Vegan BBQ Tofu Sandwiches

Crispy tofu slices, quick pickled veggies and BBQ sauce make the perfect summer sandwich.
Prep Time15 minutes
Cook Time20 minutes
Total Time35 minutes
Course: Main Course
Servings: 4
Calories: 274kcal
Author: Lauren Hartmann

Ingredients

Quick Pickled Veggies

  • 1/2 Cup White vinegar
  • 1/2 Cup Apple cider vinegar
  • 1 Tablespoon Organic cane sugar
  • 1 teaspoon Salt
  • 1 Clove Garlic, smashed
  • 1/2 Cup Cucumber, sliced
  • 1/4 Cup Red onion, sliced
  • 1/2 Cup Carrots, sliced
  • 1/4 Cup Radishes, sliced

For The Tofu

  • 1 Block Extra firm tofu
  • 1 Tablespoon Olive oil
  • 1 teaspoon Salt
  • 1/2 Cup BBQ sauce, homemade or store bought

For the Sandwiches

  • 4 Buns, vegan

Instructions

  • Make the quick pickles first. In a small sauce pan, heat the white vinegar, the apple cider vinegar, the sugar, the salt and the garlic on medium low. Bring to a simmer and whisk to make sure the sugar and salt has dissolved. Remove from heat.

- **TASK SET**
a – According to the tofu sandwich recipe, how many servings does it make?
b – Pick up the tofu sandwich recipe after its last shown instruction and write the remaining steps.
The items that follow have no connection to the recipe for vegan BBQ tofu sandwiches.

- **EXTRACTED MATERIAL**
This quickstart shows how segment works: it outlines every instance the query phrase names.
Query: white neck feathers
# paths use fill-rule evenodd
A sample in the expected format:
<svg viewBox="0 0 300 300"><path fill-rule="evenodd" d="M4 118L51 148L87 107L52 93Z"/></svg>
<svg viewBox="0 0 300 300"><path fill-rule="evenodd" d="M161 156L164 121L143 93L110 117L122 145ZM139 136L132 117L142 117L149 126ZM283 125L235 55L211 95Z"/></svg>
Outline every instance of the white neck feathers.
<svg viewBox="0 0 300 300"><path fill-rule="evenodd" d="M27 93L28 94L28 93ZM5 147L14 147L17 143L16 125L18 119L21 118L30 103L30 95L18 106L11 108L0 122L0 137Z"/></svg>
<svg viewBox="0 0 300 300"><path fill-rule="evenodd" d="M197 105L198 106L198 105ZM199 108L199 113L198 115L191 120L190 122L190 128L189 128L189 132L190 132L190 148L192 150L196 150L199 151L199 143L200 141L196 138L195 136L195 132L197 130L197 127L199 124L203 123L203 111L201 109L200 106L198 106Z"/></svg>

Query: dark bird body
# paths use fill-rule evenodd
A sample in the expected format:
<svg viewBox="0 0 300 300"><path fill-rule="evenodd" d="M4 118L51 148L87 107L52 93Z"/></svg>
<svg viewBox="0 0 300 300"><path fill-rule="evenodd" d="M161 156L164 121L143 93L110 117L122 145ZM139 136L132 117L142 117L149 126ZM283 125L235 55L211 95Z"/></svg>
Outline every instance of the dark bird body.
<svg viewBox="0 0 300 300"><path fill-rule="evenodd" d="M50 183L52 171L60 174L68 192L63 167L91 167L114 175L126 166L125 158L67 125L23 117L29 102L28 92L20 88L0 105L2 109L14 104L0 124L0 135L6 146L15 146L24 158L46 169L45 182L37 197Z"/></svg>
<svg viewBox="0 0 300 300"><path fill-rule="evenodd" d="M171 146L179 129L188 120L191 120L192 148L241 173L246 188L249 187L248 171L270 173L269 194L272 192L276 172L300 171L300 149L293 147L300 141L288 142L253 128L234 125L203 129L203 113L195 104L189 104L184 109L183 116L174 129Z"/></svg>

- **TASK ANSWERS**
a – The recipe makes 4 servings.

b –
  • Add all the sliced veggies to a heat proof bowl and pour the pickling liquid over them. Make sure they are submerged, and the let sit while you make the tofu.
  • If you need more information on pressing tofu, check out my TOFU COOKING GUIDE.
  • Preheat the oven to 375 degrees F.
  • Slice the block of tofu into really thin slices. Then lay them on a sheet pan.
  • Brush each side of the tofu slices with the olive oil, and then sprinkle with salt.
  • Bake at 375 degrees for 10 minutes, then flip the slices and bake for another 5-10 minutes or until they slices of tofu are super crunchy.
  • Spread each side of a bun with BBQ sauce, then pile on the tofu and pickled veggies. Eat!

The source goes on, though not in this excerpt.